ZADANIE =>
Wyjaśnij w jednym do trzech zdań, dlaczego według tekstu źródłowego Apolonia Białohorska chce za wszelką cenę doprowadzić sprawę do końca.

TEKST ŹRÓDŁOWY =>
○ ○ ○
Z przytupem debiutem z warszawskich salonów, czyli „Morderstwo i cała reszta” Marty Reich

Marta Reich „Morderstwo i cała reszta”

Jak książkowy debiutant może wykorzystać ponad 800 stron? Może na przykład je przegadać, utkać powtórzeniami, nawtykać wielokropków, nadać czcionce rozmiar 35 albo narysować kotki i mrówki w wielkim powiększeniu. Cieszę się, że Marta Reich nie wpadła na żaden z tych absurdalnych pomysłów i pojechała po kryminalnej bandzie, tworząc pożywkę dla czytelników spragnionych obszernych tomiszczy. Tylko jak tego dokonała? Oto jest pytanie…

To było jak cmentarzysko ulotnej wielkości, morze śmierci, w którym można było nurkować z poczuciem dezorientacji i obrzydzenia.

Apolonia Białohorska, dziewczę z bogatą wyobraźnią i wypchanym portfelem, które rozdaje karteczki dzięki wpływom, które posiada z racji szanowanego nazwiska. Trudni się dziennikarstwem pisując dla pisma „Madame”o kulturze, chadza na przyjęcia z warszawską śmietanką towarzyską, a w wolnych chwilach jest upierdliwa niczym brud za paznokciami, zwłaszcza rzezimieszków, którym za bardzo patrzy na ręce. Ubzdurała sobie, że wyleczy niesmak afery z przeszłości wsadzając za kratki bandziorów, więc sprawę za wszelką cenę chce doprowadzić do końca, zręcznie omijając sygnały niepokoju wysyłane przez najbliższych, którzy się o nią martwią (wszak to niepozorna, odziana w markowe kozaczki blondyneczka, która powinna leżeć i ładnie pachnieć, a nie turlać się w błocie brudnych spraw, które narastają z każdym postawionym krokiem!).

Podstawowym błędem przestępców jest to, że nie doceniają przeciwnika.
○ ○ ○
ZAPISANE DANE =>
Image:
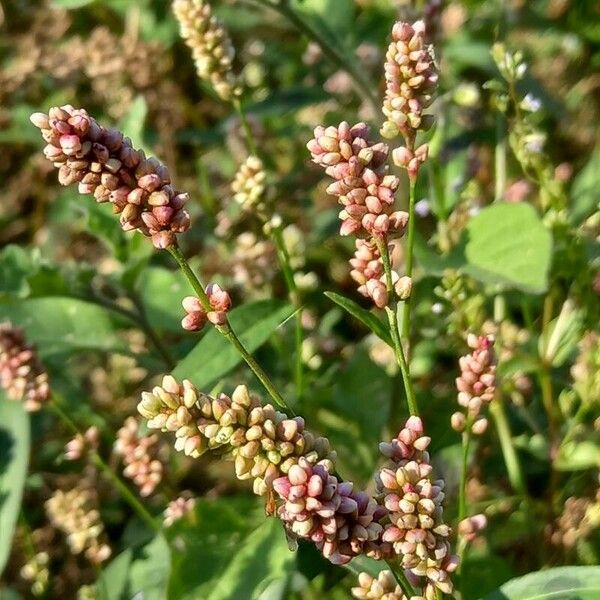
○ ○ ○
ODPOWIEDŹ =>
Apolonia chce doprowadzić sprawę do końca, ponieważ ubzdurała sobie, że wsadzając bandziorów za kratki, wyleczy niesmak afery z przeszłości.